Quote each of the records below word for word, keeping every line in its original order.
··· Data extract ···
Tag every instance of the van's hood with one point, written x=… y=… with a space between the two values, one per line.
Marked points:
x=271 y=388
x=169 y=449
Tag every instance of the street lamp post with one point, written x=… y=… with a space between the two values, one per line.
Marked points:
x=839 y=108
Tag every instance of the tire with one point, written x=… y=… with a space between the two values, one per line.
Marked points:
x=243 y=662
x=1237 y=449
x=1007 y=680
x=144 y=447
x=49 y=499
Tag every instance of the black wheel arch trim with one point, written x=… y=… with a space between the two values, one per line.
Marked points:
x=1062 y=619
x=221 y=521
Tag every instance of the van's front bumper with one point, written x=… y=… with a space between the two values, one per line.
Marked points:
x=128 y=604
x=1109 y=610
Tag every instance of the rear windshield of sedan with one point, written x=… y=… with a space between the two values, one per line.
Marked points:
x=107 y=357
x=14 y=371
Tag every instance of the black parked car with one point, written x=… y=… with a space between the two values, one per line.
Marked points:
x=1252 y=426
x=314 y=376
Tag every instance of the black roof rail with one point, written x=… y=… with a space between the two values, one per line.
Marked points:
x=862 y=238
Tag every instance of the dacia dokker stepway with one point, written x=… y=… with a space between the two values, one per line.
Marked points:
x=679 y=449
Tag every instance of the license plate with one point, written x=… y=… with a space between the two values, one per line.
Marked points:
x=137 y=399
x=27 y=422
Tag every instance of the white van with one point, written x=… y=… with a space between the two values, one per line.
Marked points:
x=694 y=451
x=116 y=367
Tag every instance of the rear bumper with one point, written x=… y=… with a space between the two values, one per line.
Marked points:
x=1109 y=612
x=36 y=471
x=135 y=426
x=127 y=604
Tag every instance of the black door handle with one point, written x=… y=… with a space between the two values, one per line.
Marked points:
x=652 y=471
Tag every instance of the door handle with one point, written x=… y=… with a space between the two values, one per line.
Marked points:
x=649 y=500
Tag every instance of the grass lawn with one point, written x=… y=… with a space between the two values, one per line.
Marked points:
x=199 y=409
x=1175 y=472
···
→ **Exercise output**:
Tag every instance of the van's hood with one point, written x=… y=… with a space between the two values, one per line.
Marked points:
x=271 y=388
x=169 y=449
Tag every instance of the street lamp post with one point, written x=… y=… with a space between the two values, one per line.
Marked points:
x=839 y=108
Tag every instance of the tire with one point, written x=… y=… with a space between the two values, one per line.
Marked points:
x=243 y=662
x=1237 y=449
x=1007 y=680
x=144 y=447
x=49 y=499
Tag every instance of the black wheel arch trim with one point, written x=… y=… with a space between the two values, one per line.
Marked points:
x=1062 y=619
x=221 y=521
Tag every instance of the van's front bumper with one point, written x=… y=… with a space between the two values, one per line.
Marked points:
x=128 y=604
x=1109 y=610
Tag every instance of the rear windshield of sedan with one point, written x=… y=… with a space between the two values, one per line.
Marked points:
x=107 y=357
x=14 y=371
Tag every instance of the black parked car with one point, written x=… y=… with a space between the two values, one per line.
Marked points:
x=1252 y=426
x=314 y=376
Tag every instance of the black roof rail with one point, written x=… y=… with a space between the two values, one per line.
Marked points:
x=862 y=238
Tag every instance of the dacia dokker stepway with one point, written x=… y=… with a space between the two values, one per line.
Marked points:
x=679 y=449
Tag every instance of the license plate with one point, written x=… y=… with a space between the two values, one per line.
Marked points:
x=137 y=399
x=27 y=422
Tag every instance of the white van with one point, written x=… y=… with a space between the two values, one per line.
Marked points:
x=694 y=451
x=116 y=367
Tag every instance of the rear bumper with one point, written x=… y=… with a space between the two values, one per line.
Marked points:
x=1109 y=612
x=36 y=471
x=135 y=426
x=127 y=604
Tag every instance of the black door handle with one point, written x=… y=… with a space between the two values, one per line.
Marked points:
x=652 y=471
Tag every instance of the door handle with one point, written x=… y=… with a space between the two values, one per line.
Marked points:
x=649 y=500
Tag every instance of the grass lawn with one point, written x=… y=… with a space between the two values, one per line.
Marked points:
x=199 y=409
x=1175 y=472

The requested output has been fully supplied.